*** Given records

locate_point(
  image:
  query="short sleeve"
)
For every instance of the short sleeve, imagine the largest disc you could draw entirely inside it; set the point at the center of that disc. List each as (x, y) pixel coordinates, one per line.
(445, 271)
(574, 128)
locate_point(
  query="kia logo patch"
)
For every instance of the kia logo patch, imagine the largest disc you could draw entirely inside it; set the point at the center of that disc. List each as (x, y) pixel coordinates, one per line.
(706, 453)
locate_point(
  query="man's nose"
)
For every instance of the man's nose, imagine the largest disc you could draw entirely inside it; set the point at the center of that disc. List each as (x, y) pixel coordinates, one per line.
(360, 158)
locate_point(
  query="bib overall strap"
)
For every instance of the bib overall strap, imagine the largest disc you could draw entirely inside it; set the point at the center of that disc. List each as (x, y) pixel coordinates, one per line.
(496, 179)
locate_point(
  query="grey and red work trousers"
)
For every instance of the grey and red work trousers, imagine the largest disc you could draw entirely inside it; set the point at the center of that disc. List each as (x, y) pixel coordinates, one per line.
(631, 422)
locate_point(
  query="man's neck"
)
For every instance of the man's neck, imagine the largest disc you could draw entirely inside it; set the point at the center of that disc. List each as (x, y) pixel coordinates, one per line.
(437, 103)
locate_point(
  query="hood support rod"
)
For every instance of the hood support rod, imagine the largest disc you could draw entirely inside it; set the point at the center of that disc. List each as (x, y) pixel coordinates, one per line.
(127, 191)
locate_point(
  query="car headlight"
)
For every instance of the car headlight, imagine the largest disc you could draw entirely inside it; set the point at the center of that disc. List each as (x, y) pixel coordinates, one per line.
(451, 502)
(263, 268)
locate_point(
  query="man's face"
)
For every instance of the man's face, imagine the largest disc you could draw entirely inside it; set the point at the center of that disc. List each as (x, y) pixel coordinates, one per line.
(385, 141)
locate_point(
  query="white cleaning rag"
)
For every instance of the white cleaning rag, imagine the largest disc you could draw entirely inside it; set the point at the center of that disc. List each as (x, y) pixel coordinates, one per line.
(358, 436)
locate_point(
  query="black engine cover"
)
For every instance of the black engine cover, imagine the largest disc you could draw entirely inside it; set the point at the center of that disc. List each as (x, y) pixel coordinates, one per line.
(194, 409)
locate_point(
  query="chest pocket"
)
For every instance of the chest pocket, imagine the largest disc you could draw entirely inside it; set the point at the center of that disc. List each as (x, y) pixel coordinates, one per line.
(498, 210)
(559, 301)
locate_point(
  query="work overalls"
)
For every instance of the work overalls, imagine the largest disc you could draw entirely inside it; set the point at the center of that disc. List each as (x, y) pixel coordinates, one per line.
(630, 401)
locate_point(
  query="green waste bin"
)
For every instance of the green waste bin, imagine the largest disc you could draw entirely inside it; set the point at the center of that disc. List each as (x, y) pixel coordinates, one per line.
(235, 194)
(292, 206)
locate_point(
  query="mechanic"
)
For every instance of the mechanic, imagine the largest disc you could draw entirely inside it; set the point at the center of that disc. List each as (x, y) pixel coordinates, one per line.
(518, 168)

******

**Required work**: Copy out in full each line of the listing above that contains the word "grey".

**Reply to the task**:
  query="grey and red work trousers"
For every instance of the grey and red work trousers, imagine the largest disc you could draw entirely inside it; set the point at the center of that disc. List each as (x, y) pixel coordinates, one per line.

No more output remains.